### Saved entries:
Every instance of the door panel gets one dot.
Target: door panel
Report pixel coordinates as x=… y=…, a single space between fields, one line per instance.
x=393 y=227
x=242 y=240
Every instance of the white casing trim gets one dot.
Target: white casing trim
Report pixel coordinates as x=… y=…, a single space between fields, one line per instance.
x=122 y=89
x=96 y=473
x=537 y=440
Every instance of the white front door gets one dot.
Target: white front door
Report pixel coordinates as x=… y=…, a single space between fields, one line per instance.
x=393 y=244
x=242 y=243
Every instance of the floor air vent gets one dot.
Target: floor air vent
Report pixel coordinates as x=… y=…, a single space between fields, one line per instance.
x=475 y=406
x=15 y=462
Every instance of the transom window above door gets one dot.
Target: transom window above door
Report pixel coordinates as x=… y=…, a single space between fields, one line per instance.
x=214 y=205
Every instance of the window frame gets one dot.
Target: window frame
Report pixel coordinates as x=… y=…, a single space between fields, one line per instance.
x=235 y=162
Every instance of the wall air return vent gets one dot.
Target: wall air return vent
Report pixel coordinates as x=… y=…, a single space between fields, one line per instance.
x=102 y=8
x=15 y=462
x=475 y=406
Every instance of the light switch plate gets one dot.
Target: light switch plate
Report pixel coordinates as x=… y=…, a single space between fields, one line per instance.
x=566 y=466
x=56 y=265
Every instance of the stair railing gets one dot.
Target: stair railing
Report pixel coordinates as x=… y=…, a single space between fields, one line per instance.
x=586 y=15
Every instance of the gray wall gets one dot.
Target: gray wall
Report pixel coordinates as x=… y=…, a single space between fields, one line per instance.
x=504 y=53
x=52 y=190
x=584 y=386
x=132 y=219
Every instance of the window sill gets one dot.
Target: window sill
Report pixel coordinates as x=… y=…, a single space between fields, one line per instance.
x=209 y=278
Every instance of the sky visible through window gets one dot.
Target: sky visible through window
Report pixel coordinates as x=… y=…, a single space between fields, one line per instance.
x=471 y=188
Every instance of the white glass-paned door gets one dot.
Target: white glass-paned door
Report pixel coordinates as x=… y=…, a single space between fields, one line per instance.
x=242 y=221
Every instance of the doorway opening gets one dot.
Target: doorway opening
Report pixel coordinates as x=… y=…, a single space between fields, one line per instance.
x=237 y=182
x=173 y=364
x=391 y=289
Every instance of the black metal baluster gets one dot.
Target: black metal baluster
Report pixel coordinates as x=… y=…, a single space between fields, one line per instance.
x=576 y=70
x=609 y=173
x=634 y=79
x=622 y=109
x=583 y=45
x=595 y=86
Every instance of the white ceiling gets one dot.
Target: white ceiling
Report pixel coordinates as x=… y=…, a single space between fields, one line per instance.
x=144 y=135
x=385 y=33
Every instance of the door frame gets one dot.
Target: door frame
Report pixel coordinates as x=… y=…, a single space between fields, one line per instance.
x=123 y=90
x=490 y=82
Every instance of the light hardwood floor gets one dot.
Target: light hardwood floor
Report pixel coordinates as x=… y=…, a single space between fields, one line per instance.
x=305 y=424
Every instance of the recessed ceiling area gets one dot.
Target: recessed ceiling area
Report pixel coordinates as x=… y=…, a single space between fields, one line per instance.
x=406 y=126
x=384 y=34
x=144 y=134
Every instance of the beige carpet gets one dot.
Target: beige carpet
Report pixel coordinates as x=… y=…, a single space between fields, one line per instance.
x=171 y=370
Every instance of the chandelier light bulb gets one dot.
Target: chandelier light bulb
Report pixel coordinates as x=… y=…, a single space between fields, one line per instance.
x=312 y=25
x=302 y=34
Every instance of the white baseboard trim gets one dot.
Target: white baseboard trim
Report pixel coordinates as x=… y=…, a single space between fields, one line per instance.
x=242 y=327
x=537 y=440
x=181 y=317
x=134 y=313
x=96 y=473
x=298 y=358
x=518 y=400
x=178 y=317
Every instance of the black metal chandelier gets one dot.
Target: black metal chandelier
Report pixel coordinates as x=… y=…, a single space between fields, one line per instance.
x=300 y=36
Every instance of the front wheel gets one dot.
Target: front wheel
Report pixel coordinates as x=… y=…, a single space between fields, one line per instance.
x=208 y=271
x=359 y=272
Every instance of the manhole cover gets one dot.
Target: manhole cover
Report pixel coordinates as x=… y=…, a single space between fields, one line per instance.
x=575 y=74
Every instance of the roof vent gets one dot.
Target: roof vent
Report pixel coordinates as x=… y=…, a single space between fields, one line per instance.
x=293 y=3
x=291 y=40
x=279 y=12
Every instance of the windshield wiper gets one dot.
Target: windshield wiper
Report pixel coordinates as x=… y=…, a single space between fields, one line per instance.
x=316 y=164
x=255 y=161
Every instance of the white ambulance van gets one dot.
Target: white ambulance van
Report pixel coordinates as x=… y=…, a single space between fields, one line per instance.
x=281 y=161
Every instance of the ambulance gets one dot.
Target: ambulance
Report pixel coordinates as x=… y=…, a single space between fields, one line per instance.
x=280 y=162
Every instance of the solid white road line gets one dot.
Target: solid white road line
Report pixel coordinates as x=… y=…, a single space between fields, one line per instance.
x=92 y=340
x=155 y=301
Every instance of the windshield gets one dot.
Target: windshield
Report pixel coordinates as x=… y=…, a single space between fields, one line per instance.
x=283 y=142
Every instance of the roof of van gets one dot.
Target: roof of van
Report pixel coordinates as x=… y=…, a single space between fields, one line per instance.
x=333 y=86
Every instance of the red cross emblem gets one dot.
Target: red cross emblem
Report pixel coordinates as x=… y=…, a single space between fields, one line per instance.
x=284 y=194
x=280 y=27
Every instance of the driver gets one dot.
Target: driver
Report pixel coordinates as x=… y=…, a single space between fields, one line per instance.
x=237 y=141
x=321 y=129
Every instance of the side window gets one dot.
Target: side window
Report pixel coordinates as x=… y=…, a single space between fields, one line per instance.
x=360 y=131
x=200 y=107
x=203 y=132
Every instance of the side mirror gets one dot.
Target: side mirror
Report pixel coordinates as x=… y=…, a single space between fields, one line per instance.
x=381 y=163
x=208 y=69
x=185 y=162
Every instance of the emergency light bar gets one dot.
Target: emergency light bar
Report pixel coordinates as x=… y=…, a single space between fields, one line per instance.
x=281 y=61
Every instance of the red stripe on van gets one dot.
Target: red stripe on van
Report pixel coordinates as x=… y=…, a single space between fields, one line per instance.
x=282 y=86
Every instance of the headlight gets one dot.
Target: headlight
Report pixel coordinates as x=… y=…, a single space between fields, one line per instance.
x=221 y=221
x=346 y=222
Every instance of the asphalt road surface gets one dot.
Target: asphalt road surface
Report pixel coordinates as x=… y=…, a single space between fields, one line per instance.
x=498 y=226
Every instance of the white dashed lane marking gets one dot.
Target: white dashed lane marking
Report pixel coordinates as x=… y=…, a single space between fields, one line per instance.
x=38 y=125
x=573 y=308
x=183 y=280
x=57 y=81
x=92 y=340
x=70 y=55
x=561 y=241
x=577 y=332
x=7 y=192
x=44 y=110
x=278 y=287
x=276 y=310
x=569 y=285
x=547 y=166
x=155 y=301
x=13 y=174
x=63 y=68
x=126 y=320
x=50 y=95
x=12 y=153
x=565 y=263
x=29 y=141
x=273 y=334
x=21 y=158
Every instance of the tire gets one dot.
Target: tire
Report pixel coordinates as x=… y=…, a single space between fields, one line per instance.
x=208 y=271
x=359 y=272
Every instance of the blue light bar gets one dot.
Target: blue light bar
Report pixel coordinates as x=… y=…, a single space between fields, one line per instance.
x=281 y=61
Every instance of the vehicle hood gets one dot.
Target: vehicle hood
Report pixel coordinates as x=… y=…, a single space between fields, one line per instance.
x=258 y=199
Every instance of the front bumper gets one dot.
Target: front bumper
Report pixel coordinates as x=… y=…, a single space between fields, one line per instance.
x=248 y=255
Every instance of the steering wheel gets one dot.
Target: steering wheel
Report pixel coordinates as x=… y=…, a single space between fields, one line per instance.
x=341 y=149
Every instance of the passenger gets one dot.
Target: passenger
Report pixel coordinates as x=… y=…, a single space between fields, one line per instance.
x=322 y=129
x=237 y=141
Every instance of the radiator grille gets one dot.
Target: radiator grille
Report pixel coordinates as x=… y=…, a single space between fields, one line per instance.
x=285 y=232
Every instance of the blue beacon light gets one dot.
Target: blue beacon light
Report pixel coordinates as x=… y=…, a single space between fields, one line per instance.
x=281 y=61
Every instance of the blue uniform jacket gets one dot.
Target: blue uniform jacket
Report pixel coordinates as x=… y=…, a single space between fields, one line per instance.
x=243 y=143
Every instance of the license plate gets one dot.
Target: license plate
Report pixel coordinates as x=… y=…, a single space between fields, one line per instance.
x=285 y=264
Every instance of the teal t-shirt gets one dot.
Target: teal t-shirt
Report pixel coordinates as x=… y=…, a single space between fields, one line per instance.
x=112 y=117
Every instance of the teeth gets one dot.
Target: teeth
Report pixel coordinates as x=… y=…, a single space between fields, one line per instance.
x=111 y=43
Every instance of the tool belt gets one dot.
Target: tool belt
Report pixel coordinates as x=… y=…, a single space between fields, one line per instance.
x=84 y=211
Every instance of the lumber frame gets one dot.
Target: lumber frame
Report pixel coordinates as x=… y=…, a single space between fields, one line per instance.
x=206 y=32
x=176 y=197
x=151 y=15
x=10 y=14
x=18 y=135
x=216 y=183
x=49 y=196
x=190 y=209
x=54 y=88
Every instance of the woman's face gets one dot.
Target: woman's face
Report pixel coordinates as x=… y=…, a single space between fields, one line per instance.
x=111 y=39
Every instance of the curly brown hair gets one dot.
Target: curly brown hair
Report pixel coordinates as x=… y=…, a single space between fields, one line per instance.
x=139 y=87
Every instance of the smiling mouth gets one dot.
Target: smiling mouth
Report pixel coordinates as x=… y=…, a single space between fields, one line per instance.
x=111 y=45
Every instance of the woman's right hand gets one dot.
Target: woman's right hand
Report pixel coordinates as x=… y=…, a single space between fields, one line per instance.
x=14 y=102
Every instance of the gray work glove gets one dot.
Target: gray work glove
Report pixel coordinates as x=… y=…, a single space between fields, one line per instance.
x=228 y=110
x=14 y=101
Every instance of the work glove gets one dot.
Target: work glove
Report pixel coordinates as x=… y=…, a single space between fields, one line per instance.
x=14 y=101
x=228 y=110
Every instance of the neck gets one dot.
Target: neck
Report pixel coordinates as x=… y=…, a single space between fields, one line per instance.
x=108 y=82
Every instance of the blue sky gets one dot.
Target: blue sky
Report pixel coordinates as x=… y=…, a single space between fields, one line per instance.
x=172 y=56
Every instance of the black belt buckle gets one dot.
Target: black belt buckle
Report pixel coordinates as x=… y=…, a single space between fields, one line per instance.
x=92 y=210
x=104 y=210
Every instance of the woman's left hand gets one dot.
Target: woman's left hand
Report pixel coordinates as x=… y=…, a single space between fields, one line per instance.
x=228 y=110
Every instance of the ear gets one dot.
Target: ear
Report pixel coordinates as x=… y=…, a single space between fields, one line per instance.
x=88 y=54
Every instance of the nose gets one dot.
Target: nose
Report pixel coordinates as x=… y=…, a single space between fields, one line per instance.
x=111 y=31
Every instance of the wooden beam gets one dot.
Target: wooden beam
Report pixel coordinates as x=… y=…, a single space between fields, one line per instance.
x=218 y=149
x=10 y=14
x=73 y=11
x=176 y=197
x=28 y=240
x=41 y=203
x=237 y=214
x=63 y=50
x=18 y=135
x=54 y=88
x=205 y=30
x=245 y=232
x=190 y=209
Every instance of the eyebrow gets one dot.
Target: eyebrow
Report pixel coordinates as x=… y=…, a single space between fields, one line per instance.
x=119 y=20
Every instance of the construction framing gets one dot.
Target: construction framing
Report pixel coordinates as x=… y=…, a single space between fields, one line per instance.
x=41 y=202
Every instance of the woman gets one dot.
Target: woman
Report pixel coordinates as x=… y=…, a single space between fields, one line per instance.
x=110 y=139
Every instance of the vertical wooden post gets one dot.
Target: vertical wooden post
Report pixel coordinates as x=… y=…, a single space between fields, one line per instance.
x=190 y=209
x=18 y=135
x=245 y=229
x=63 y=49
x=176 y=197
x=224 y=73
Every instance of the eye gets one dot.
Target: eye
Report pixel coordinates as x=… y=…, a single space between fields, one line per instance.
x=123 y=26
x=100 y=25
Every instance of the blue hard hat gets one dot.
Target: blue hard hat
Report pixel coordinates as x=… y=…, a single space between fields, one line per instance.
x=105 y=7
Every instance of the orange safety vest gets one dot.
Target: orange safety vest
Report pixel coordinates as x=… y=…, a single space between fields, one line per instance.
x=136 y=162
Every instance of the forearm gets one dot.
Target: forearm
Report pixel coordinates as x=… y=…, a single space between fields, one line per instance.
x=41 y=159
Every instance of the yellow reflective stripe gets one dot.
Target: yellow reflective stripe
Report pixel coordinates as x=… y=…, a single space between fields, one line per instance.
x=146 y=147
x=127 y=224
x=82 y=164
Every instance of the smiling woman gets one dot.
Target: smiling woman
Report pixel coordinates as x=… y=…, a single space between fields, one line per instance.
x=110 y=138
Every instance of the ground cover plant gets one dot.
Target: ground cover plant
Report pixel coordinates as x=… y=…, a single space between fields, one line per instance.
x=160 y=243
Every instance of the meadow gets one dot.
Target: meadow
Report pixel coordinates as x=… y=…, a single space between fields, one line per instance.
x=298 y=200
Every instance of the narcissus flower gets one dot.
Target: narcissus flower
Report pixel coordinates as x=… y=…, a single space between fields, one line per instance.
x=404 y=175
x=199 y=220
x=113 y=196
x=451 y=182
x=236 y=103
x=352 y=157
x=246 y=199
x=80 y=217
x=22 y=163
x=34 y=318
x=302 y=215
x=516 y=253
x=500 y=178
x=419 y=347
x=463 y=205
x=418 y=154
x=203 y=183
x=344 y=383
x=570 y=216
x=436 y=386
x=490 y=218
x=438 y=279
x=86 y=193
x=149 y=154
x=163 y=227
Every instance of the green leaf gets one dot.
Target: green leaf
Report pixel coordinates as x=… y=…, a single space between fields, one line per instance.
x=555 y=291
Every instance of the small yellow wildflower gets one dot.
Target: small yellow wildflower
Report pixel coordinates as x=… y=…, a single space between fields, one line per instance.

### What to produce:
Filter the entries by the string "green" and copy each matching line.

### Written solution:
Every instance of the green leaf gets one dot.
Target: green leaf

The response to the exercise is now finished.